- **Written request**
Begin at the line that contains "Crop-scouting request: mark the orange work" and stop at the end of the material below. Render those lines as a numbered list without blank lines or pictures.

- **Data to use**
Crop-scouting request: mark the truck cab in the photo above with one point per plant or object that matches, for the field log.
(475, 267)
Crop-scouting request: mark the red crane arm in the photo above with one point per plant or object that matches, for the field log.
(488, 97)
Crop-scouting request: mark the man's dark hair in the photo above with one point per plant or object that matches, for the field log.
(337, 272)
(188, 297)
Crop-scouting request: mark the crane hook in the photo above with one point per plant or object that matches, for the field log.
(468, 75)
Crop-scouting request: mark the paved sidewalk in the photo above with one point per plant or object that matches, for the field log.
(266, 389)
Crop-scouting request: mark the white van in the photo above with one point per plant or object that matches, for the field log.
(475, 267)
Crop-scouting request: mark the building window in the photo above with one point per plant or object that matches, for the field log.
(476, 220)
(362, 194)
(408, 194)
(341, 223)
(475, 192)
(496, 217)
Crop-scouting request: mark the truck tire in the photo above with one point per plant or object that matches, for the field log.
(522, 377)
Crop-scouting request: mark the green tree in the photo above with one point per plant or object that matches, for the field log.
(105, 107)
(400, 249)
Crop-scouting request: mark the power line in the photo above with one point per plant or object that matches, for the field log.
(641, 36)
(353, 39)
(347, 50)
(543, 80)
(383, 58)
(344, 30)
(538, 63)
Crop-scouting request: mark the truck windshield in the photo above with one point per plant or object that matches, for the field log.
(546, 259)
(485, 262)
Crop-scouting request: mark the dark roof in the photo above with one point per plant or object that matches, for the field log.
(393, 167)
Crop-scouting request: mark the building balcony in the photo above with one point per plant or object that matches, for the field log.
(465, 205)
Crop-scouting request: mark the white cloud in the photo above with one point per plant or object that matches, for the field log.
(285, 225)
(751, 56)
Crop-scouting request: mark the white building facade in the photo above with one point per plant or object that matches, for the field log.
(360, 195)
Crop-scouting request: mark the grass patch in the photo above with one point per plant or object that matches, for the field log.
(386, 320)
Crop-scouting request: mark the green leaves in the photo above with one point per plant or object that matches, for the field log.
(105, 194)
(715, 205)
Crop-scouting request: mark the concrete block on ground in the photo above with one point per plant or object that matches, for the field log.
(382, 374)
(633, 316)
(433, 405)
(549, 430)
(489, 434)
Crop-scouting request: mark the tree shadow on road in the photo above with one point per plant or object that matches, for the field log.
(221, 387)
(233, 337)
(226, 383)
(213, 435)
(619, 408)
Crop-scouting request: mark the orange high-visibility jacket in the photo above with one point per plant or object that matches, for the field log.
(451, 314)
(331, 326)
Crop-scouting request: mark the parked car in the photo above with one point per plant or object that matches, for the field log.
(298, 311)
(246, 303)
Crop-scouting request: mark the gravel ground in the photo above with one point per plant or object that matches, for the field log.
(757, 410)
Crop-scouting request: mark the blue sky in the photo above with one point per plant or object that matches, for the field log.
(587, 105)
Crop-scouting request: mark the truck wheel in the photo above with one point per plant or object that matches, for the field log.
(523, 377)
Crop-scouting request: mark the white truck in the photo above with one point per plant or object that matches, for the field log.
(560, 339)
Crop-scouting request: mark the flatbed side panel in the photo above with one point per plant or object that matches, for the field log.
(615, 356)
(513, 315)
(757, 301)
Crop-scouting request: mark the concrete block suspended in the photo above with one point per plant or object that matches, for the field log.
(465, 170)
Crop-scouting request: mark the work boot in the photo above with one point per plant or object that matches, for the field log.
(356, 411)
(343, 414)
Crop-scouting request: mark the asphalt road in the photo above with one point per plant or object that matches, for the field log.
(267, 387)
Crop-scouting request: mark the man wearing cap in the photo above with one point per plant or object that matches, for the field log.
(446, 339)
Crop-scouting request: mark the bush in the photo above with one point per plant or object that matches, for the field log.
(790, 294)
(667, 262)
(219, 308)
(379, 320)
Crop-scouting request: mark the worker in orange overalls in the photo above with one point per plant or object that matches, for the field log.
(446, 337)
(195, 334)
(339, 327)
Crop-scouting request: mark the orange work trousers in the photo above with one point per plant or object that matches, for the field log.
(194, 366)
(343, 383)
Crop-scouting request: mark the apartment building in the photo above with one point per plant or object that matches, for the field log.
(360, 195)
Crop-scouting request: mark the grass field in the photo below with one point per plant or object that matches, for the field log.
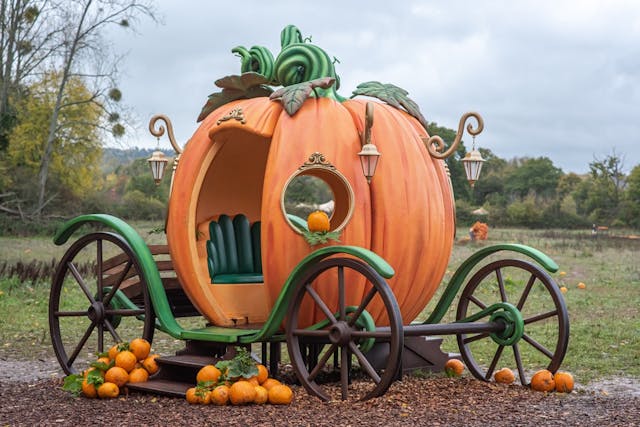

- **Complete answer**
1. Crop-scouting request: mark the orange work trousers in the photo above with one point per plant or object that matches, for the field log.
2. (194, 366)
3. (343, 383)
4. Crop-scouting request: mark the apartment building in the photo above with one point per plant or object that matches, for the field log.
5. (360, 195)
6. Crop-scouting request: mark the grass field in the photo below with one point per plant or object that matches, for the field log.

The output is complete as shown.